## BEGIN Data for processing

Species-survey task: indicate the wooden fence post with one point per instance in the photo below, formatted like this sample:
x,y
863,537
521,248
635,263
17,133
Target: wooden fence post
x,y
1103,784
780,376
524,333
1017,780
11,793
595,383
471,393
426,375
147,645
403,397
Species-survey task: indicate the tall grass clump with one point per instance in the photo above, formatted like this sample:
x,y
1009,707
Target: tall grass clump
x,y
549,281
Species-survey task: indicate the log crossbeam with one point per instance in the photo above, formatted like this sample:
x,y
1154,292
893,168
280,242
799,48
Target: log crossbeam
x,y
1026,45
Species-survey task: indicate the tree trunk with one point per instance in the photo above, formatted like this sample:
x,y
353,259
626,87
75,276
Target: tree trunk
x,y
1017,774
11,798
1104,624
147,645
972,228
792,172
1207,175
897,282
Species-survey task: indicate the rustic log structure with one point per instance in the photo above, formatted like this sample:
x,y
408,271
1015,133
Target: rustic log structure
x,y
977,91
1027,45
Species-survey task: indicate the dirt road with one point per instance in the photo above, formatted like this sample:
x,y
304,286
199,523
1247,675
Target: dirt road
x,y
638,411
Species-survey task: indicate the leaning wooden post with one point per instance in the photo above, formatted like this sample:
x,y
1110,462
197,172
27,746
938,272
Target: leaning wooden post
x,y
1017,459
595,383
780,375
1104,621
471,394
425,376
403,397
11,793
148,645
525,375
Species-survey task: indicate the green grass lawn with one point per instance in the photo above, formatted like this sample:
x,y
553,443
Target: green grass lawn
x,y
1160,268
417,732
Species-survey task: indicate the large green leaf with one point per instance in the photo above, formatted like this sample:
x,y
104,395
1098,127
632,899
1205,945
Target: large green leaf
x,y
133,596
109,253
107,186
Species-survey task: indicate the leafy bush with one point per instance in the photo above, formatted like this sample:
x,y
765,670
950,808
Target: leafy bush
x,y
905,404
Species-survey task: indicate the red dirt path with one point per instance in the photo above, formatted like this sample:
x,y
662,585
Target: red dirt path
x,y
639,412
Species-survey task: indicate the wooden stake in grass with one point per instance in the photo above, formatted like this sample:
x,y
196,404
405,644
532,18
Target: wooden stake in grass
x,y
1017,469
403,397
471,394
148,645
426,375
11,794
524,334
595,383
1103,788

## END Data for processing

**Goal:** Reproduce only the material from the line containing "Species-survey task: indicate the leafy" through the end, inclusive, switching "sample" to "template" and leaving everything else unchanged.

**Reply:**
Species-survey task: indicate the leafy bush with one point per instance in the photo above, formatted like this template:
x,y
765,670
950,808
Target: leafy bush
x,y
905,404
Species-survey task: indicate the red dirt path with one point per instance in the photo above, formatted like this template:
x,y
662,585
Target: red dirt path
x,y
639,412
Species-survey task: indicate the wooden stake in grass with one point per instance in the photo above, formatted like this template:
x,y
196,404
405,644
532,18
Target: wooden stake in grass
x,y
1017,469
403,397
471,394
148,645
426,375
11,794
524,334
595,383
1103,788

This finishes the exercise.